==== Reading passage ====
Chris Ball, for instance, showed a proof-of-concept where he hooked up the simulated world of Curveship’s Cloak of Darkness, the classic simulated example world, to a graphical display and a graphical system for inputting commands:
Source is available on github. While it doesn’t generalize to every Curveship game, what it presents on the screen here is done without any additional game data: Chris’s system determine that the south room is dark and obscures it, determines where the exits are, places objects in rooms, and generates rooms of random size since there is no way to determine how big or small a room is. The only thing the systems knows about the underlying simulated world is what’s in fiction/cloak.py, the file I put together to demonstrate Cloak of Darkness in the usual textual interface.
On the one hand, it more or less discards all of the work that fascinates me the most, the text generation and narrative variation part of the system (*). But on the other, it’s the most radical narrative variation yet – replacing the textual interface with a graphical one. A pretty neat twist on the system, and one which is very interesting from a research standpoint if one’s interested in comparing image and text in narratives.
I hope work on this will continue and that we’ll find other mutually beneficial ways to connect Curveship with the OLPC project.
(*) It doesn’t really discard these or truly “replace” the text channel. You also get to read the textual description of rooms and the textual representation of actions in windows as you play the game. But it makes the main interface a GUI rather than a textual exchange.
Since I mentioned some funny CYOA-like smut that has recently issued from the IF community, I’ll also suggest a less lewd piece of branching narrative, one which allows the reader to make choices early in the text and in the story’s past: Andrew Plotkin’s The Matter of the Monster. Perhaps it’s a case of the folktale wagging the dog – in any case, it’s brightly written, cleverly put together, and worth reading.
I believe that Curveship and the example game Lost One may have just recieved their first roasting, thanks to the firepower of the S.S. Turgidity and the intrepid, enterprising player character Stiffy Makane. The “erotic adventures” that unfold in The Cavity of Time, released as part of the Indigo New Language Speed IF, allow you to jump everything within reach. And, just to be clear, to fuck all of those things. If you were offended just now, let me suggest that you don’t fire up this Choose-Your-Own-Adventure-style garden of fucking paths. Otherwise, this offering, written in the slick Undum system, may please you. Not like that. I mean it may amuse you.
Here’s a snippet from the beginning of the “Hip Curves” section:
The professor notices something about the device-shaped object.
That was immediately before a glass was refreshed.
The professor will be making a comment about focus.
A dial is being turned.
“Sorry about that,” he says. “What I was trying to say is that the tense shifts you are experiencing are the results of a local fluctuation in the field exerted by Hip Curves, my most diabolical erotic creation. Can I interest you in a mojito, by the way? There you go.”
I feel that in addition to commenting upon this reference, I must also invite you – if you are one of the non-offended – to plunge into the work in the question, if it doesn’t offend your morals. Please, drill Sam Kabo Ashwell’s Cavity.
Interactive fiction aficianados who aren’t at MiT7 (Media in Transition 7) and who thus missed Jaroslav Svelch’s excellent presentation – please check out the corresponding paper which he’s helpfully placed online: “Indiana Jones Fights the Communist Police: Text Adventures as a Transitional Media Form in the 1980s Czechoslovakia.”
==== Given data ====
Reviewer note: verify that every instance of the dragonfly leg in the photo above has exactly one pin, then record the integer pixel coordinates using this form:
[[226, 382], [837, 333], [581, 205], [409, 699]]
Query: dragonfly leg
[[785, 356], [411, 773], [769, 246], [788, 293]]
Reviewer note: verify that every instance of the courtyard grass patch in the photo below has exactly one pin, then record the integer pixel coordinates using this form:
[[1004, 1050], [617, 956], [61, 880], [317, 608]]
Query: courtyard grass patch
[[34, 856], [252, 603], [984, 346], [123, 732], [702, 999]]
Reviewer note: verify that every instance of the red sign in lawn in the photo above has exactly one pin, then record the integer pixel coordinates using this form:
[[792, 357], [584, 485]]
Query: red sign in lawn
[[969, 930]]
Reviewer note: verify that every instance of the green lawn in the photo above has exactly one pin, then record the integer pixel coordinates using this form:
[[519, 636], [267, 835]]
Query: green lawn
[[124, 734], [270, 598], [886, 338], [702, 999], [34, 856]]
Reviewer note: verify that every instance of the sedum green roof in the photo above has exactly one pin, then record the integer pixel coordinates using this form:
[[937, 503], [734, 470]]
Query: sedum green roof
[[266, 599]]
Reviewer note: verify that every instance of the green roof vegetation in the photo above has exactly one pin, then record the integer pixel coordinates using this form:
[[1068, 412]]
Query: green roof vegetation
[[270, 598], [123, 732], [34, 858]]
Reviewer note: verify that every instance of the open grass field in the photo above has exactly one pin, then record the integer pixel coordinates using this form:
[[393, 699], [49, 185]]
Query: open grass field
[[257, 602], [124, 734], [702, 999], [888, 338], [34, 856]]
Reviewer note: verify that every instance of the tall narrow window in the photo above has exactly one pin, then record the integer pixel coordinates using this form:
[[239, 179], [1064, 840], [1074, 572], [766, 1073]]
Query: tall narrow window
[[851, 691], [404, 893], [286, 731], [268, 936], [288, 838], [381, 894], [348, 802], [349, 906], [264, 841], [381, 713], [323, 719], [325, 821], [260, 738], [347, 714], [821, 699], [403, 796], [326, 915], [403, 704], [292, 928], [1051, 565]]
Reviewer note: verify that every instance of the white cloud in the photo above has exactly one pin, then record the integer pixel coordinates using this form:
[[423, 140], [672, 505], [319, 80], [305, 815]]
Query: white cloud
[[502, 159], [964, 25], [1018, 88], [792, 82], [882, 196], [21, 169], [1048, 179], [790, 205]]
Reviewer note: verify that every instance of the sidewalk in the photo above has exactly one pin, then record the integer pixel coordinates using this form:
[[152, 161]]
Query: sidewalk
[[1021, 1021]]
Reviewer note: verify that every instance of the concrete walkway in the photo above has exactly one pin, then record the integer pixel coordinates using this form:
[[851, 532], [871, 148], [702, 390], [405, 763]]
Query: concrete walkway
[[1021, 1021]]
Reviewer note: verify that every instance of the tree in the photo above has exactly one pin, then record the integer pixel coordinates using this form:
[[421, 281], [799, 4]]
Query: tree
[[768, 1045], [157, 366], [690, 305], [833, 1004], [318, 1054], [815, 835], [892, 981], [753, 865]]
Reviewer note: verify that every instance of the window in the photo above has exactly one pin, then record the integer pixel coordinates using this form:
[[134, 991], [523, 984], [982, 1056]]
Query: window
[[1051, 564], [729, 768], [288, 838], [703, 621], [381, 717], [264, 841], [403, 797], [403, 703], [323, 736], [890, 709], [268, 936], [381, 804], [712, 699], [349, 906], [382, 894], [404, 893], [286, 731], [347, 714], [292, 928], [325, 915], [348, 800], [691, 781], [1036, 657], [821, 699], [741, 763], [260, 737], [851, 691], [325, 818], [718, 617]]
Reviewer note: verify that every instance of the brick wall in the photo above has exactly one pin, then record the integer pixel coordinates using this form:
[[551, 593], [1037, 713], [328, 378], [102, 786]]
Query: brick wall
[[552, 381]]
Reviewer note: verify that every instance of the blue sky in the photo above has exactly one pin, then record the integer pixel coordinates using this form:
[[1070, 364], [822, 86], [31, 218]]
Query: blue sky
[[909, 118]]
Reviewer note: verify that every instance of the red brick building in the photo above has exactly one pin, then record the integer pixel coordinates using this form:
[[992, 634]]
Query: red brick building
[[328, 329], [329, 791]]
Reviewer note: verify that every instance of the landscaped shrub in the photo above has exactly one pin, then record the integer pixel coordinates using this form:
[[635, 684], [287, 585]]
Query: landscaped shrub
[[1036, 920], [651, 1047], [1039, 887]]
====
- Problem details -
Reproduce the Curveship passage above word for word, from "I feel that" to "Kabo Ashwell’s Cavity.".

- Output for this task -
I feel that in addition to commenting upon this reference, I must also invite you – if you are one of the non-offended – to plunge into the work in the question, if it doesn’t offend your morals. Please, drill Sam Kabo Ashwell’s Cavity.